─── The data

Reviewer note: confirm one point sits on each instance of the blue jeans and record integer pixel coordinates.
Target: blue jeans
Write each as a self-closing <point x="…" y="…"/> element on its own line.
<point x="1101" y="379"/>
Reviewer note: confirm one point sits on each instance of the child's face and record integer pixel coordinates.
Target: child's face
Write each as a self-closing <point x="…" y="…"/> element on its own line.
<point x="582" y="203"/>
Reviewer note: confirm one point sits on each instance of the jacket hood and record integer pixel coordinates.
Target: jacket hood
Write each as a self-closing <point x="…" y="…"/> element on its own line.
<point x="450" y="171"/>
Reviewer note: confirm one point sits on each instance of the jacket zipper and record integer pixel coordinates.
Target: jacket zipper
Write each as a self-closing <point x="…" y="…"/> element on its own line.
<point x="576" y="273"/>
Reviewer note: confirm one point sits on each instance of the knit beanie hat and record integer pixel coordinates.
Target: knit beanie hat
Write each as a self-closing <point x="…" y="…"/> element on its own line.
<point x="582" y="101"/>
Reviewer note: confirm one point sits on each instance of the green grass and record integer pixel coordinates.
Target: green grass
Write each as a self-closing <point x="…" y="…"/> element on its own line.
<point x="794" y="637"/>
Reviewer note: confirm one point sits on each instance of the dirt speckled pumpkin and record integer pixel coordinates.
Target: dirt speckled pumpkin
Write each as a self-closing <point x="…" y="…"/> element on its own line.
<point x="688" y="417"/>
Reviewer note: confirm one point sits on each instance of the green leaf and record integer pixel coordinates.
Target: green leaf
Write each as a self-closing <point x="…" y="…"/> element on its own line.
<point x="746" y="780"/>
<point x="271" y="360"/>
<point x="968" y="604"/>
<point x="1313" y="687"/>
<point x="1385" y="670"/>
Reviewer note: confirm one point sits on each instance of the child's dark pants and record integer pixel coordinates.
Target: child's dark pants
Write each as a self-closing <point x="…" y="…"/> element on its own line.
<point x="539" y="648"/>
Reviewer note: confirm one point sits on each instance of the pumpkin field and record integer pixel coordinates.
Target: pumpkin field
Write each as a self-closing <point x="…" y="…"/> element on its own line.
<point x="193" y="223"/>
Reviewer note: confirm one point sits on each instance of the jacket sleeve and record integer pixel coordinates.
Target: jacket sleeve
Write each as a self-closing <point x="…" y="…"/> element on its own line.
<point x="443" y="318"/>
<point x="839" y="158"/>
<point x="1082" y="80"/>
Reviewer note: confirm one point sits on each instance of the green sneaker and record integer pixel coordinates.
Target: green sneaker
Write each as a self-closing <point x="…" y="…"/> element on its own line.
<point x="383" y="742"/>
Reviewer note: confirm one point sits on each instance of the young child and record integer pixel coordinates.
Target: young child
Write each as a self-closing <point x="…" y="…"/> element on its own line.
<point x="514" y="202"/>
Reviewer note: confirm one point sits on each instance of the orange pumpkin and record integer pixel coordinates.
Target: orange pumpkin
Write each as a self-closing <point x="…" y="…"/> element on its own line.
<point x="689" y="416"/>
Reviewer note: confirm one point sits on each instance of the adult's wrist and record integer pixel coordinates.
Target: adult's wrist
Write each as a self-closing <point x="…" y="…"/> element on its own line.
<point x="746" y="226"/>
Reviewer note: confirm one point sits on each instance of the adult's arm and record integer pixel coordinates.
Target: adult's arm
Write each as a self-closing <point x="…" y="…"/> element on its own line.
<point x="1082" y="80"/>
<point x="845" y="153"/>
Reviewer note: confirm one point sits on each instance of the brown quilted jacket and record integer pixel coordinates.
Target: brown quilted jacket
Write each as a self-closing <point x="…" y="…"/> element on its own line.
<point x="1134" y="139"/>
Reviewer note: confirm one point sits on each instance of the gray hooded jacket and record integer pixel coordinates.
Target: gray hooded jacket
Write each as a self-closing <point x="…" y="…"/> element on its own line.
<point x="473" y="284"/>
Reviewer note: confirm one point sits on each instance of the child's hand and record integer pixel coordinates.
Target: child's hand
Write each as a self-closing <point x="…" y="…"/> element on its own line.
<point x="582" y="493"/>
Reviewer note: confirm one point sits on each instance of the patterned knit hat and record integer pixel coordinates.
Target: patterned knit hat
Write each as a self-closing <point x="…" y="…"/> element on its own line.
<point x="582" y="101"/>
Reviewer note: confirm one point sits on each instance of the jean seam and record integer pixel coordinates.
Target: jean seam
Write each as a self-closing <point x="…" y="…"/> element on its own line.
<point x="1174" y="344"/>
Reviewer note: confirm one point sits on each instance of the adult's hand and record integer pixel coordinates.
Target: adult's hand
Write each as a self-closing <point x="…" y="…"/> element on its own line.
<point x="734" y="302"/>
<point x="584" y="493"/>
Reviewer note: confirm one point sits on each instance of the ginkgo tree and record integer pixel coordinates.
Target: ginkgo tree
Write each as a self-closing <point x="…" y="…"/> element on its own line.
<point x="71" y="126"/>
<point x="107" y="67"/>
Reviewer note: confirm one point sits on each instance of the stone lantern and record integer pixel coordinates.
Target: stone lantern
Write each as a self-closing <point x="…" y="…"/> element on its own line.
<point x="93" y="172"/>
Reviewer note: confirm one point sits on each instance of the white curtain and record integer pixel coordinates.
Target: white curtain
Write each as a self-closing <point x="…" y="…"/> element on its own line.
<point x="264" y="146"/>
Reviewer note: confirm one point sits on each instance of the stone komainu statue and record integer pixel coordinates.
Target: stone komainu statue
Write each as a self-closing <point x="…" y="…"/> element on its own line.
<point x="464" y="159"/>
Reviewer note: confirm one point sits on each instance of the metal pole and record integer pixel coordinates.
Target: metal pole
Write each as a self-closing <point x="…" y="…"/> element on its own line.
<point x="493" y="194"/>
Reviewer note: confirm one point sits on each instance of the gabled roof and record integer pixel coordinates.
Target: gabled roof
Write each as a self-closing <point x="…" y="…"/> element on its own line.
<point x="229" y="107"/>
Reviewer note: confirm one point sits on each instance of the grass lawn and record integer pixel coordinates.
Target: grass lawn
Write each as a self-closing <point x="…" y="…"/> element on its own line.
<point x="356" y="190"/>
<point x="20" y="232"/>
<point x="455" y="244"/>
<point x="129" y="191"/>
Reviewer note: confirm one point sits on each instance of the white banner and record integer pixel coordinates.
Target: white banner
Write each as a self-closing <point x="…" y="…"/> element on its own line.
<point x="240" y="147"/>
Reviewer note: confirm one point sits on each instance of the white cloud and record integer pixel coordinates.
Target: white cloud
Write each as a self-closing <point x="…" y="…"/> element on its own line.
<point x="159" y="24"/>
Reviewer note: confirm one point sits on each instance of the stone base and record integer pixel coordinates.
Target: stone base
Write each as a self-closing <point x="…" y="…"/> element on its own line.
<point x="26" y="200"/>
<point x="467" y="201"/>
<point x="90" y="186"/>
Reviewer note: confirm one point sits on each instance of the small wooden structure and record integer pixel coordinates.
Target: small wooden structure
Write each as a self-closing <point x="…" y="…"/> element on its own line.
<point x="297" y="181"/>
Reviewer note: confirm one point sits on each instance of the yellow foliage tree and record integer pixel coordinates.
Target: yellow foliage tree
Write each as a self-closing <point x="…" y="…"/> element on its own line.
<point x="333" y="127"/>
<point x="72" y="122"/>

──────

• **Task goal**: Restate each record exactly as written.

• **Correct response**:
Reviewer note: confirm one point sits on each instance of the blue jeans and record integer pixel coordinates.
Target: blue jeans
Write each as a self-closing <point x="…" y="…"/> element on its own line.
<point x="1101" y="379"/>
Reviewer note: confirm one point sits on each instance of the child's face and record integer pixel coordinates.
Target: child's face
Write each as a self-closing <point x="…" y="…"/> element on its own line.
<point x="582" y="203"/>
Reviewer note: confirm one point sits on each instance of the jacket hood and record integer pixel coordinates.
Target: jacket hood
Write each as a self-closing <point x="…" y="…"/> element on its own line.
<point x="450" y="171"/>
Reviewer note: confirm one point sits on each instance of the jacket zipper and record integer pixel coordinates.
Target: jacket zipper
Write each as a self-closing <point x="…" y="…"/> element on its own line.
<point x="576" y="273"/>
Reviewer note: confirm one point sits on each instance of the knit beanie hat and record integer pixel coordinates.
Target: knit beanie hat
Write each as a self-closing <point x="…" y="…"/> element on its own line.
<point x="582" y="101"/>
Reviewer note: confirm one point sits on each instance of the green grass and record integer pixel coordinates.
Target: green grass
Write each as a self-closing <point x="…" y="…"/> element on its own line.
<point x="794" y="637"/>
Reviewer note: confirm one point sits on each instance of the dirt speckled pumpkin and record integer pixel coordinates.
Target: dirt speckled pumpkin
Write each as a self-closing <point x="…" y="…"/> element on its own line.
<point x="688" y="417"/>
Reviewer note: confirm one point sits on each instance of the green leaf and record integer pixel coordinates.
Target: green leaf
Write each as a self-closing <point x="…" y="…"/> element on its own line.
<point x="746" y="780"/>
<point x="271" y="360"/>
<point x="968" y="604"/>
<point x="1313" y="687"/>
<point x="1385" y="670"/>
Reviewer note: confirm one point sits on each instance of the child's dark pants and record integer pixel coordinates.
Target: child's dark pants
Write each as a self-closing <point x="…" y="…"/> element on its own line.
<point x="539" y="648"/>
Reviewer note: confirm one point sits on each instance of the pumpkin field and record integer pixel coordinates.
Target: pumpkin field
Write each as a self-closing <point x="…" y="…"/> element on its own line.
<point x="193" y="223"/>
Reviewer note: confirm one point sits on each instance of the jacket sleeve and record integer pixel coordinates.
Target: jacket sleeve
Write each as a self-closing <point x="…" y="…"/> element on its own line.
<point x="443" y="318"/>
<point x="839" y="158"/>
<point x="1082" y="80"/>
Reviewer note: confirm one point sits on each instance of the green sneaker and record integer pixel coordinates.
Target: green sneaker
Write each as a self-closing <point x="…" y="…"/> element on its own line.
<point x="383" y="742"/>
Reviewer note: confirm one point sits on each instance of the young child and record integer pixel coordinates.
Target: young child
Write each as a self-closing <point x="…" y="…"/> element on its own line.
<point x="514" y="202"/>
Reviewer note: confirm one point sits on each instance of the orange pumpkin and record integer pixel coordinates.
Target: orange pumpkin
Write each as a self-closing <point x="…" y="…"/> element on its own line.
<point x="689" y="416"/>
Reviewer note: confirm one point sits on each instance of the adult's wrist and record integer pixel coordinates.
Target: adult's wrist
Write each as a self-closing <point x="…" y="…"/> element on its own line.
<point x="746" y="226"/>
Reviewer note: confirm one point sits on each instance of the adult's arm and record integer pixel coordinates.
Target: adult's arm
Write each as a self-closing <point x="…" y="…"/> element on its own line.
<point x="1082" y="80"/>
<point x="845" y="153"/>
Reviewer note: confirm one point sits on each instance of the brown quilted jacket and record integer pixel coordinates.
Target: brown quilted jacket
Write each as a self-closing <point x="…" y="…"/> element on its own line.
<point x="1134" y="139"/>
Reviewer note: confirm one point sits on each instance of the gray hooded jacket and record integer pixel coordinates.
Target: gray hooded jacket
Write each as a self-closing <point x="…" y="…"/> element on its own line.
<point x="473" y="284"/>
Reviewer note: confirm one point sits on each instance of the child's hand and record integer pixel coordinates.
Target: child's hand
Write each as a self-closing <point x="…" y="…"/> element on its own line.
<point x="582" y="493"/>
Reviewer note: confirm one point sits on each instance of the patterned knit hat and record integer pixel coordinates.
Target: patterned knit hat
Write each as a self-closing <point x="…" y="…"/> element on its own line.
<point x="582" y="101"/>
Reviewer note: confirm one point sits on each instance of the jean seam and record integer pixel coordinates.
Target: jean seam
Write each as a self-closing <point x="…" y="…"/> element on its own line.
<point x="1174" y="344"/>
Reviewer note: confirm one point sits on each instance of the adult's hand and record integer pixel coordinates.
Target: adult's hand
Write each as a self-closing <point x="…" y="…"/> element on its own line.
<point x="734" y="302"/>
<point x="584" y="493"/>
Reviewer note: confirm one point sits on each instance of the ginkgo tree and record integer pixel coordinates.
Target: ginkgo tree
Write each as a self-closing <point x="…" y="…"/> element on its own line.
<point x="71" y="126"/>
<point x="107" y="67"/>
Reviewer note: confirm one point sits on each instance of the stone lantern and record integer pixel coordinates.
Target: stone lantern
Write each as a self-closing <point x="…" y="…"/> element on its own line.
<point x="93" y="172"/>
Reviewer note: confirm one point sits on each instance of the white curtain and record integer pixel coordinates.
Target: white curtain
Write each as a self-closing <point x="…" y="…"/> element on its own line.
<point x="264" y="146"/>
Reviewer note: confirm one point sits on each instance of the stone komainu statue and record integer pixel coordinates.
Target: stone komainu statue
Write each as a self-closing <point x="…" y="…"/> element on its own line.
<point x="464" y="159"/>
Reviewer note: confirm one point sits on each instance of the metal pole and record integer pixel coordinates.
Target: metal pole
Write each as a self-closing <point x="…" y="…"/> element on its own line.
<point x="493" y="194"/>
Reviewer note: confirm one point sits on each instance of the gabled roof and record integer pixel coordinates.
Target: gabled roof
Write each as a self-closing <point x="…" y="…"/> element on its own line.
<point x="229" y="107"/>
Reviewer note: confirm one point sits on each instance of the grass lawn and record integer pixel coordinates.
Target: grass lawn
Write each as a self-closing <point x="…" y="…"/> element on its own line.
<point x="356" y="190"/>
<point x="20" y="232"/>
<point x="455" y="244"/>
<point x="129" y="191"/>
Reviewer note: confirm one point sits on each instance of the white banner and record integer pixel coordinates.
Target: white banner
Write each as a self-closing <point x="…" y="…"/> element on its own line.
<point x="240" y="147"/>
Reviewer note: confirm one point sits on each instance of the white cloud and record integer pixel coordinates.
Target: white cloud
Write each as a self-closing <point x="…" y="…"/> element on its own line.
<point x="159" y="24"/>
Reviewer note: confirm one point sits on each instance of the stone base and record integer pixel coordinates.
Target: stone base
Write each as a self-closing <point x="…" y="…"/> element on its own line.
<point x="26" y="200"/>
<point x="467" y="201"/>
<point x="90" y="186"/>
Reviewer note: confirm one point sits on each instance of the small wooden structure and record integer pixel coordinates.
Target: small wooden structure
Write each as a self-closing <point x="…" y="…"/> element on its own line.
<point x="297" y="181"/>
Reviewer note: confirm one point sits on each instance of the yellow foliage tree and record integer pixel coordinates.
Target: yellow foliage tree
Write each as a self-closing <point x="…" y="…"/> element on its own line.
<point x="333" y="127"/>
<point x="72" y="122"/>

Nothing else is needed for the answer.